02/04/2008, 05:50 PM

Well, it's a long way... !

Let's start considering that, at rank s=4, tetration, we have that :

y = b^y = b[3]y <---> b = yth-rt(b) = selfrt(y) <---> y = b[4](+oo) = h <---> b = (+oo)th-srt(h).

We may then suppose that, very probably, we should also have that:

y = b§y = b[4]y <---> b = yth-srt(b) = selfsrt(y) <---> y = b[5](+oo) = g <---> b = (+oo)th-ssrt(g).

In other words, by calling "g" the infinite pentation (infinite super-tower .. !) to the base "b", we may discover that "g", at rank s=5 (like "h" for rank s=4) can also converge in some domains of "b". But this needs a strict mathematical demonstration, itself requiring the continuity (analyticity?) of both slog and sexp, at rank s=4. First, we must solve and consolidate this. Then, we shall see. The consequence of that would be that the infinite pentation "g(b)" would be depending on "b" and that g(b) should be the inverse of b(g), like h(b) is the inverse of b(h).

Nevertheless (...), even before any accurate demonstration, it can be easily seen that y = b[5]x = b§x = b-penta-x, at lest for bases near the value b = e, has an asymptotic behaviour, for x -> -oo (minus infinity). By synthetically examining the situation (please, ... try to remain cool, bo!), we must admit that, for x < 0, we indeed have that:

x = b#x <---> [ b]slog(x) = x <---> b#x = [ b]slog(x).

Now, both with the (GFR/KAR) "linear approximation" and with the Robbins (at present, more precise) "smoothings", we can easily obtain the value of "x", for which the before-mentioned relation is satisfied. We (KAR/GFR) checked it for base b = e and it worked nicely.

We also have the surprise to discover, for the "supertowers" the possibility of having "negative heights". How about the "push-down", Gottfried ?

As a (provisional) conclusion, I must say that the infinite supertowers (pentations) correspond to fixpoints of sexp(x) and slog(x), like the infinite towers (tetrations) were determined by the fixpoints of exp(x) and log(x). This "pattern" is probably repeated for all the hyperops hierarchy.

Your tasks:
[A] In the forum post on infinite pentation, why must the continuity of slog and sexp at rank s=4 be solved and consolidated first? Answer in one to three sentences.
[B] Pick up the forum post on infinite pentation after its provisional conclusion and carry it forward.

(Source data)
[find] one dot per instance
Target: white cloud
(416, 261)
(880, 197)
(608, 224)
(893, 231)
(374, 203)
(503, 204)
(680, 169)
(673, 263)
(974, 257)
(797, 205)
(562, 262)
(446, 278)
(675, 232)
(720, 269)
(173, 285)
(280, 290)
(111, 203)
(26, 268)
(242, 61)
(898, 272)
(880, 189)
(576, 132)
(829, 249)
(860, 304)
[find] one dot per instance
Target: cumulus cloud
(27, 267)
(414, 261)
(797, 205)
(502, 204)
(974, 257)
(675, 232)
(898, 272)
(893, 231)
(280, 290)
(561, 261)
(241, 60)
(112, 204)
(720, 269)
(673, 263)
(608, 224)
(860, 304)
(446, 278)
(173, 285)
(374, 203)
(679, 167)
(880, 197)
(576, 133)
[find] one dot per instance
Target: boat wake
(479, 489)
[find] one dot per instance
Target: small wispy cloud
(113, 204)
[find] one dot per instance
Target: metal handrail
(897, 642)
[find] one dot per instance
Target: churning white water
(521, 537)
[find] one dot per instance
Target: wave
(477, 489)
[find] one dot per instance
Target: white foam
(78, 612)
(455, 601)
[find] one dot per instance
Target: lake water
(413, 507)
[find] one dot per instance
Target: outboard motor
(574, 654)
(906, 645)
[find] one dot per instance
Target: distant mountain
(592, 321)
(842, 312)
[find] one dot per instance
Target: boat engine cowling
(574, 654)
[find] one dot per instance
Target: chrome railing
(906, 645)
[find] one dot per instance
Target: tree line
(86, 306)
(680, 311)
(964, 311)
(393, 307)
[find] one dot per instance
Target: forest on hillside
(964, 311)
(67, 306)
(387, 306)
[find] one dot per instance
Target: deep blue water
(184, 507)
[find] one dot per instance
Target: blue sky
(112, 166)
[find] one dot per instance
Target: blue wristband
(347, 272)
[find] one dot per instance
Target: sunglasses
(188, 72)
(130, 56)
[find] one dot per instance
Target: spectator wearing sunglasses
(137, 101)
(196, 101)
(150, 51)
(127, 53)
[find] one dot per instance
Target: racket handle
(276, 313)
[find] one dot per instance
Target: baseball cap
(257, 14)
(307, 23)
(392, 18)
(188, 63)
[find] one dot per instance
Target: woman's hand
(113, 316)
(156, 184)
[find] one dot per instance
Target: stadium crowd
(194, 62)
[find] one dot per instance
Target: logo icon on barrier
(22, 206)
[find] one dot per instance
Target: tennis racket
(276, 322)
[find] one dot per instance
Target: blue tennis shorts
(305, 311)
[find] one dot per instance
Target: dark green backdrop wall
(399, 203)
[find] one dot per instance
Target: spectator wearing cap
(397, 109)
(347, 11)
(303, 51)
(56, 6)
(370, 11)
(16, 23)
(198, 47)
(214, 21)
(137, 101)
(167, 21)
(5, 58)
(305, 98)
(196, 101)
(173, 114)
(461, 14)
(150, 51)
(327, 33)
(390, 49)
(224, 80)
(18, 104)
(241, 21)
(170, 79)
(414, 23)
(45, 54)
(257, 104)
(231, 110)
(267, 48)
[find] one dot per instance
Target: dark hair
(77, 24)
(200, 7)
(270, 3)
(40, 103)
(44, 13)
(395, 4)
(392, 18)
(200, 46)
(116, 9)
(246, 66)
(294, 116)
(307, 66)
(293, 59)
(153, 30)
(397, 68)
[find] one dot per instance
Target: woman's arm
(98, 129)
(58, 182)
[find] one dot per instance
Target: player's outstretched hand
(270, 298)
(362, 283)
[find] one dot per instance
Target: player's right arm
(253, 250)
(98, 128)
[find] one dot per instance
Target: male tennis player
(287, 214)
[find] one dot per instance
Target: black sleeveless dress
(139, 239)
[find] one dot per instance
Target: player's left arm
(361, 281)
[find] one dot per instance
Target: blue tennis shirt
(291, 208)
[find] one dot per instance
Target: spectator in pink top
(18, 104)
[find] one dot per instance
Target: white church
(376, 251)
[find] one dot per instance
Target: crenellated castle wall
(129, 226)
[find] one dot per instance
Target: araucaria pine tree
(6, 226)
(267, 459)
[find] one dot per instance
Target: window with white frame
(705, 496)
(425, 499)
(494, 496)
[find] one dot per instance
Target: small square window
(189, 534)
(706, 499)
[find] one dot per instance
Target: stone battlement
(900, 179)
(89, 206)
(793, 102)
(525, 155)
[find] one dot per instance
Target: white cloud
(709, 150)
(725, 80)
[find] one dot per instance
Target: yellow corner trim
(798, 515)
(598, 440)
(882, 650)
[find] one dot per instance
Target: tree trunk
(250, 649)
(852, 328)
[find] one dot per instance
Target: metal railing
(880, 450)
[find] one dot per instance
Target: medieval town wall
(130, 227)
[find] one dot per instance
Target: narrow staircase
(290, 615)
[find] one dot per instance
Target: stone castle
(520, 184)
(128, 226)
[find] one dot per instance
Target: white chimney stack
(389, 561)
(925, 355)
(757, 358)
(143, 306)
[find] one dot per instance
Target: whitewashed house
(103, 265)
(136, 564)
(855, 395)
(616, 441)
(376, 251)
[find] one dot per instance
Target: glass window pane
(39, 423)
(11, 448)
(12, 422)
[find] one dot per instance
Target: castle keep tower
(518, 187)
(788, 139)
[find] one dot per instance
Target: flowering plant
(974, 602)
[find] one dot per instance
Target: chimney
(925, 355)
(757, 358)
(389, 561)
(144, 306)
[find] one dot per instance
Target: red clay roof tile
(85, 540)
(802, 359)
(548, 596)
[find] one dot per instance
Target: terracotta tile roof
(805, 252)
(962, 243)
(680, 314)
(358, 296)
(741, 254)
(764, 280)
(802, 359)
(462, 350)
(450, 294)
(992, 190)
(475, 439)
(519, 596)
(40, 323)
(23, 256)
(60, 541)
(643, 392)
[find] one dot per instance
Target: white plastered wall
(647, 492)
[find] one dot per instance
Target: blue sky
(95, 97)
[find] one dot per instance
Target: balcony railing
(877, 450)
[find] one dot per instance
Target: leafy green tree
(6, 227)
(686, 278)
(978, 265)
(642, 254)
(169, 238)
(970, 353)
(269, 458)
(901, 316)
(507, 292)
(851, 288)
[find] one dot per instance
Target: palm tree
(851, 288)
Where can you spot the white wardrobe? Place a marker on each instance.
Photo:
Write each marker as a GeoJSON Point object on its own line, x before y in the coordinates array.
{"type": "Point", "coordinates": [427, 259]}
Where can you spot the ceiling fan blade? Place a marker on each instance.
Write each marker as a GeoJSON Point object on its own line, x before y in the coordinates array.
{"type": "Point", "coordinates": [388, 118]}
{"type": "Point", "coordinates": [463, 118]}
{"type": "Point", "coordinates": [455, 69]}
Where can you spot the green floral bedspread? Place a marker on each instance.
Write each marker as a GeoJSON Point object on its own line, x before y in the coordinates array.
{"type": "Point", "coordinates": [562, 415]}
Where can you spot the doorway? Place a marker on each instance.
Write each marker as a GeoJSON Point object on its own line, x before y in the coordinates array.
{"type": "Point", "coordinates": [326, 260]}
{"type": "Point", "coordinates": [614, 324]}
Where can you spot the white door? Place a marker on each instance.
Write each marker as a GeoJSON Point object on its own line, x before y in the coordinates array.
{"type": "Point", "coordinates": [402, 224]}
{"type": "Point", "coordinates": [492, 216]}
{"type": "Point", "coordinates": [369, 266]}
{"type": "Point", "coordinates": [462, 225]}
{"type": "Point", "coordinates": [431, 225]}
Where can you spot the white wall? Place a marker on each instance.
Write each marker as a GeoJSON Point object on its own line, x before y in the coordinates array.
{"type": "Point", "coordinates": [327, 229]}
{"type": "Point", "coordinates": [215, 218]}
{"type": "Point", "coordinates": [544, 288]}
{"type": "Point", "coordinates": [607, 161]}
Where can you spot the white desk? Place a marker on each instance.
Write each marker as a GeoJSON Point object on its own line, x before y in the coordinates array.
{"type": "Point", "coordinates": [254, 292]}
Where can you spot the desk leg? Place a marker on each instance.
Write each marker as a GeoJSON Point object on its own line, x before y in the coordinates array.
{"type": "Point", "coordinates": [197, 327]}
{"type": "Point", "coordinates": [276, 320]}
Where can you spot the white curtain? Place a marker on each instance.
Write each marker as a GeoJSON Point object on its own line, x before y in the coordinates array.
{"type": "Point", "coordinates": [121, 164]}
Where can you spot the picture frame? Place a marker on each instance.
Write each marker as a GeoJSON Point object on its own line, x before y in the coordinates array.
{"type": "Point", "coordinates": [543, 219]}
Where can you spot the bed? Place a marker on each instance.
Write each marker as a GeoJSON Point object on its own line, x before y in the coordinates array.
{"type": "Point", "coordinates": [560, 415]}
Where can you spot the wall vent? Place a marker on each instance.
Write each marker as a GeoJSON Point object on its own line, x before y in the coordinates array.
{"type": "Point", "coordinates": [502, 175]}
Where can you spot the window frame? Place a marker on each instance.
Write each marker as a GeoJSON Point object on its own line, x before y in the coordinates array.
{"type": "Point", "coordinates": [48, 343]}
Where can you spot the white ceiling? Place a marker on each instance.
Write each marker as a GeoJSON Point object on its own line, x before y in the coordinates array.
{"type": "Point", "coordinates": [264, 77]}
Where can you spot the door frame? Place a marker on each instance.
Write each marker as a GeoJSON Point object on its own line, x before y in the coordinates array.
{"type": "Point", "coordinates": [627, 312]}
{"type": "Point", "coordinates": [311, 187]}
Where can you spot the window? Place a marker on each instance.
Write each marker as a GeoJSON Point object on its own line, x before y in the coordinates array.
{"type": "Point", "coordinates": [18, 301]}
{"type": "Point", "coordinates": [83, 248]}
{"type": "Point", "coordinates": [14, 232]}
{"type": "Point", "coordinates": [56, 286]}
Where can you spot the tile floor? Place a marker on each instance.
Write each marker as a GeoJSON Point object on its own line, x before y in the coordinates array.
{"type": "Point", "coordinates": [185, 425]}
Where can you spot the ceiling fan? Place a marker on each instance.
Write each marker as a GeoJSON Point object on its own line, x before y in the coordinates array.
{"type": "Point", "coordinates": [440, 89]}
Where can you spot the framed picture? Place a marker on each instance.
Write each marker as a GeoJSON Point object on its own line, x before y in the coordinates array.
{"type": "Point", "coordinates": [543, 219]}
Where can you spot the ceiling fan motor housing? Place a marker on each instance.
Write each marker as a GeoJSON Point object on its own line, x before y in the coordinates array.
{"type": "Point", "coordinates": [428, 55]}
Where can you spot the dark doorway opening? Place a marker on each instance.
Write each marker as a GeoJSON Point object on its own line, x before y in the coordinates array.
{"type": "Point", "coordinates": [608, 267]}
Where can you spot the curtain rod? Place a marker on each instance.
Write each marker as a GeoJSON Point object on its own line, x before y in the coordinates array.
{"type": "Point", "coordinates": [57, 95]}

Written answers:
[A] The claim that the infinite pentation "g" can converge in some domains of "b" needs a strict mathematical demonstration. That demonstration itself requires the continuity, and possibly the analyticity, of both slog and sexp at rank s=4.

[B]
For base b = e, the sexp(x) and slog(x) admit one very clear fixpoint for x < 0, (we may call "sigma" the value of x satisfying that). Well, this "sigma" (if ... correctly calculated) is the ordinate of the horizontal asymptote of y = e[5]x.

In the other cases of b, the fixpoint are, maybe, two, three, ... oder ... ?

Here we are, for the moment.

GFR

Let's start considering that, at rank s=4, tetration, we have that :

y = b^y = b[3]y <---> b = yth-rt(b) = selfrt(y) <---> y = b[4](+oo) = h <---> b = (+oo)th-srt(h).

We may then suppose that, very probably, we should also have that:

y = b§y = b[4]y <---> b = yth-srt(b) = selfsrt(y) <---> y = b[5](+oo) = g <---> b = (+oo)th-ssrt(g).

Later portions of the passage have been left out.